DOCUMENT EXCERPT ▸
June 11, 2014 5:00 pm

“if you dont have a replacement theory, the best one, no matter how flawed, rules.”
Why so? You could simply say, “We’ve got a bunch of phenomena, but we have no explanation. Every theory we’ve tried turns out to be bollocks. We just don’t know.”
Clear, honest, and justifies asking for a grant for further study.

u.k.(us)
June 11, 2014 6:21 pm

Steven Mosher says:
June 11, 2014 at 10:26 am
“A sceptic who offers no alternative is simply a philsopher in Heinlein’s term, a “scientist with no thumbs.”
yup.
if you dont have a replacement theory, the best one, no matter how flawed, rules.
==============
Which leads us to BEST.
Same for air-to-air, or was that more exacting ?

Jbird
June 12, 2014 6:47 am

Michael Palmer…..
Maybe the pendulum will swing back toward more rigor and objectivity. A lot of damage has been done to scientific integrity, especially with the politicization of climate science.

John S
June 12, 2014 10:02 am

[“A sceptic who offers no alternative is simply a philsopher in Heinlein’s term, a “scientist with no thumbs.” if you dont have a replacement theory, the best one, no matter how flawed, rules.]
Such thinking led to the creation of the Greek Gods. Zeus was the theory for lightning and Hades was the theory of what happens when we die.
If I want to read a good science fiction book, I’ll read Heinlein. If I want to know if research is garbage, then I’ll listen to the skeptic who has taken the time to find the flaws in such research. Skeptics have done more to undo bad science. Skeptics who spot shoddy science deserve our praise.

Mark
June 14, 2014 1:35 am

KevinK says:
I do believe that fraud is rare, but confirmation bias is rampant. The climate science community truly believes that they understand the most complex system anybody has ever tried to “model”. So they search for all the data nibbles that “confirm” their belief. And they turn away briskly from any “counter indications”. Just human nature really.
With “peer review” possibly being poor at spotting confirmation bias. Because everyone involved knows how things should be. Possibly what’s needed is more a “proof reader” or some other “outsider”.
Engineering is a totally different beast, no matter how hard I want to believe that my design will work the laws of physics are the final arbiter. Models are a useful tool in engineering, but only just one tool in the toolbox.
Hence we still “crash test” cars and bend entire aircraft wings until they snap

Lars P.
June 15, 2014 12:15 pm

Well, am late for the conversation, but am happy to see that finally the reproducibility question is being discussed. It was long overdue.
Science without reproducibility is not science.
I would naively think that papers could be simply classified like:
– reproduced
– not reproduced but pending – pending validation
– no data & methodology available for reproduction – not valid
Michael Palmer says:
June 10, 2014 at 8:07 pm
The magnitude of the problem was quite shockingly highlighted in a note that appeared in the journal Nature in 2012:
….

Collection entries
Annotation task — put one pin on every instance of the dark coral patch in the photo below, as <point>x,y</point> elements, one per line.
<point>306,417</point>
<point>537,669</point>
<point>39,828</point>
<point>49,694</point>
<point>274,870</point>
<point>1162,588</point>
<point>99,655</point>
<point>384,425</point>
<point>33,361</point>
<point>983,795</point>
...
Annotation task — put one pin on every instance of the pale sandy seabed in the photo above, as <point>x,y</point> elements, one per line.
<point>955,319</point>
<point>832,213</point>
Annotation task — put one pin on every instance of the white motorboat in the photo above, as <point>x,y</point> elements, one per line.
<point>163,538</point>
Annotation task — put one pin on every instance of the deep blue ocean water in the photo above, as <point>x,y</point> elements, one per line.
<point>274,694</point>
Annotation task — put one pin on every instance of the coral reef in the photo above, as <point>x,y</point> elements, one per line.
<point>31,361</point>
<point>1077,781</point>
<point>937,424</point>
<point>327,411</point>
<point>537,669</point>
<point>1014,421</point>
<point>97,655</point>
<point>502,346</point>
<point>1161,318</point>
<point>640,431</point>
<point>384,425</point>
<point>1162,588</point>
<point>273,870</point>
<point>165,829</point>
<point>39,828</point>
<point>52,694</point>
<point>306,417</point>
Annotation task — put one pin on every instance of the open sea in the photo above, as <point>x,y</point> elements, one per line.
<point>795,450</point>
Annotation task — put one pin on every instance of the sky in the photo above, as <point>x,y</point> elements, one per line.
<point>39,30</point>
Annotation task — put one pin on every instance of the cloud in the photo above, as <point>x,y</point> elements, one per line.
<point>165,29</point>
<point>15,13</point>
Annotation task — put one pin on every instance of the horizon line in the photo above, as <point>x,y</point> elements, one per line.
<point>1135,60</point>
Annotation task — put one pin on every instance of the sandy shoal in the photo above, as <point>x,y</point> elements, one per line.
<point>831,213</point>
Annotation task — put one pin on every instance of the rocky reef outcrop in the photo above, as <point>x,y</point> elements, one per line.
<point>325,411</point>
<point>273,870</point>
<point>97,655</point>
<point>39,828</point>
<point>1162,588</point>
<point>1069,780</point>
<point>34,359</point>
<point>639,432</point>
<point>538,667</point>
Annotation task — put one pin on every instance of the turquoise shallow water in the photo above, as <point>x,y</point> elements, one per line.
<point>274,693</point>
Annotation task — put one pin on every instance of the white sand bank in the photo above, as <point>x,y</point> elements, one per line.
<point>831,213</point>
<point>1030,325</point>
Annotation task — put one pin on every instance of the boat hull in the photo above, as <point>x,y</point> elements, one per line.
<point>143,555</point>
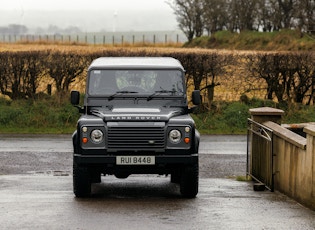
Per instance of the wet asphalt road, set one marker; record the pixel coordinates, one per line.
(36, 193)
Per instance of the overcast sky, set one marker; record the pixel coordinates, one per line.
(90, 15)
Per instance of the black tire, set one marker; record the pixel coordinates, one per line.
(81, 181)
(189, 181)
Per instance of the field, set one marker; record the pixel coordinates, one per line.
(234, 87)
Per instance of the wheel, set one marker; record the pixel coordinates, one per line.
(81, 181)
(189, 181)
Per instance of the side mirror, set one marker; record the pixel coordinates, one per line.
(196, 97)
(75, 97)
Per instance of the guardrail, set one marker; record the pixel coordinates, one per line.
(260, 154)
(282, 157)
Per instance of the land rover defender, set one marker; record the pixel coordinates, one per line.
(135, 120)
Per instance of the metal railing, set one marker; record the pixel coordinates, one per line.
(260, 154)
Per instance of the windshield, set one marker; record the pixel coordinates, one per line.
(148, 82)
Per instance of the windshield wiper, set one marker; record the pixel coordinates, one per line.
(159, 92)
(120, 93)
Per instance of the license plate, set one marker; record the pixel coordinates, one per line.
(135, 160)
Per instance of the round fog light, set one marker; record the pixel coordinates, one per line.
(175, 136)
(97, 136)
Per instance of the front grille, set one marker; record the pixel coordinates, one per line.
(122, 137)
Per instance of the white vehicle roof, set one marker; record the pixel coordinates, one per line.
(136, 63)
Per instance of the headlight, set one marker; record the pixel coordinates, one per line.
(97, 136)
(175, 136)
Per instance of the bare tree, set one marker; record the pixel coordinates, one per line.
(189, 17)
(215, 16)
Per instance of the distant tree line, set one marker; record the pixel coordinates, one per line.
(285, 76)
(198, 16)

QUESTIONS ▸
1) In the comment thread, which journal published the note that Michael Palmer mentions, and in what year?
2) Change the comment thread passage that begins at "Why so? You" and ends after "for further study." by putting "nonsense" in place of "bollocks".

ANSWERS FOR THIS EXERCISE ▸
1) Nature, in 2012

2)
Why so? You could simply say, “We’ve got a bunch of phenomena, but we have no explanation. Every theory we’ve tried turns out to be nonsense. We just don’t know.”
Clear, honest, and justifies asking for a grant for further study.